■ TASK DETAILS: Format the part of the lines below that opens with the line containing "Task: locate the utility" and closes with the final line, both included, as a Markdown table with the columns Row and Line Text. Number each row and leave out blank lines.
# Start of RECORDS SHOWN
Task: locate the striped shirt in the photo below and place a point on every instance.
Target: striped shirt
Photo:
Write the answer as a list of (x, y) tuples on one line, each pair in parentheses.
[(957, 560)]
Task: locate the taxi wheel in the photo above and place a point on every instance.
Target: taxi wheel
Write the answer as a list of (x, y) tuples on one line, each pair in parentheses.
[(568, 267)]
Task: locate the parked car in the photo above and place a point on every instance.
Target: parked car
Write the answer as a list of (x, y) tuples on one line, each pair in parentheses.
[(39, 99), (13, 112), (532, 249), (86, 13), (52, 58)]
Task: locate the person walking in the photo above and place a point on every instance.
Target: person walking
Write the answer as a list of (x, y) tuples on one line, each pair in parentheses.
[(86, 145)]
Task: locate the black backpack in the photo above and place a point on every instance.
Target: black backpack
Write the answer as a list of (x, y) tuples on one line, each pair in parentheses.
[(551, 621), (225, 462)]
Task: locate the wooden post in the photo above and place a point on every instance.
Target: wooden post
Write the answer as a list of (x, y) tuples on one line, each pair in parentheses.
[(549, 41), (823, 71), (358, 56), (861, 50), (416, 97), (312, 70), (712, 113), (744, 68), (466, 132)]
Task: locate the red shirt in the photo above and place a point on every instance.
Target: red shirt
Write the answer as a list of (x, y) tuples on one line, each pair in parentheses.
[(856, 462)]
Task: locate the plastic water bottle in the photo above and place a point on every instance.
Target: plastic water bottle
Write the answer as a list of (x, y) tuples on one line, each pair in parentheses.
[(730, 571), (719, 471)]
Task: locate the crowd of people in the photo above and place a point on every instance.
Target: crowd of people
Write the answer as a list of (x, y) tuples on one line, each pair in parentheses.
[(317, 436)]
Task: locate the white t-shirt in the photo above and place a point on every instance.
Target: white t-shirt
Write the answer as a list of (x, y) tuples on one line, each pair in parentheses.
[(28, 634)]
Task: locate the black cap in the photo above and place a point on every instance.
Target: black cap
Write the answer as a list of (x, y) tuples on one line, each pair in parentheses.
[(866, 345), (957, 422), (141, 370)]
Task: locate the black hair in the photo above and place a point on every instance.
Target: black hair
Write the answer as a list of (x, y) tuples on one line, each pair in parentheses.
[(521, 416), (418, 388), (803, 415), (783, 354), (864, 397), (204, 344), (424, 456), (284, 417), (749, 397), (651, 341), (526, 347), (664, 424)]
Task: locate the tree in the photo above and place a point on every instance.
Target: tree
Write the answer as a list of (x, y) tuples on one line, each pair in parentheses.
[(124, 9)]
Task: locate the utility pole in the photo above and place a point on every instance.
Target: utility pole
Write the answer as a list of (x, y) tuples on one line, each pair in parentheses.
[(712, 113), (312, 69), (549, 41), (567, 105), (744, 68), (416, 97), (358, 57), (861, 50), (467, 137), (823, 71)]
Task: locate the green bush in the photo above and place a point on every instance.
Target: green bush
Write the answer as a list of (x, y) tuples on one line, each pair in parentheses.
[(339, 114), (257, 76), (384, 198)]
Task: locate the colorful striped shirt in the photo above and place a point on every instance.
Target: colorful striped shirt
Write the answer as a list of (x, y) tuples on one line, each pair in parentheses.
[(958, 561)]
# End of RECORDS SHOWN
■ TASK RESPONSE:
| Row | Line Text |
|---|---|
| 1 | Task: locate the utility pole in the photo above and place a point on every instance. |
| 2 | Target: utility pole |
| 3 | Write the answer as a list of (x, y) tuples on one line, each pair in parentheses. |
| 4 | [(712, 113), (312, 69), (549, 41), (567, 105), (744, 68), (416, 97), (358, 57), (861, 50), (467, 137), (823, 71)] |
| 5 | Task: locate the green bush in the photo above and place a point on every instance. |
| 6 | Target: green bush |
| 7 | Write the answer as a list of (x, y) tuples on one line, each pair in parentheses. |
| 8 | [(339, 114), (257, 76), (384, 198)] |
| 9 | Task: locate the colorful striped shirt in the photo above and place a point on every instance. |
| 10 | Target: colorful striped shirt |
| 11 | Write the answer as a list of (x, y) tuples on one line, each pair in parentheses. |
| 12 | [(958, 561)] |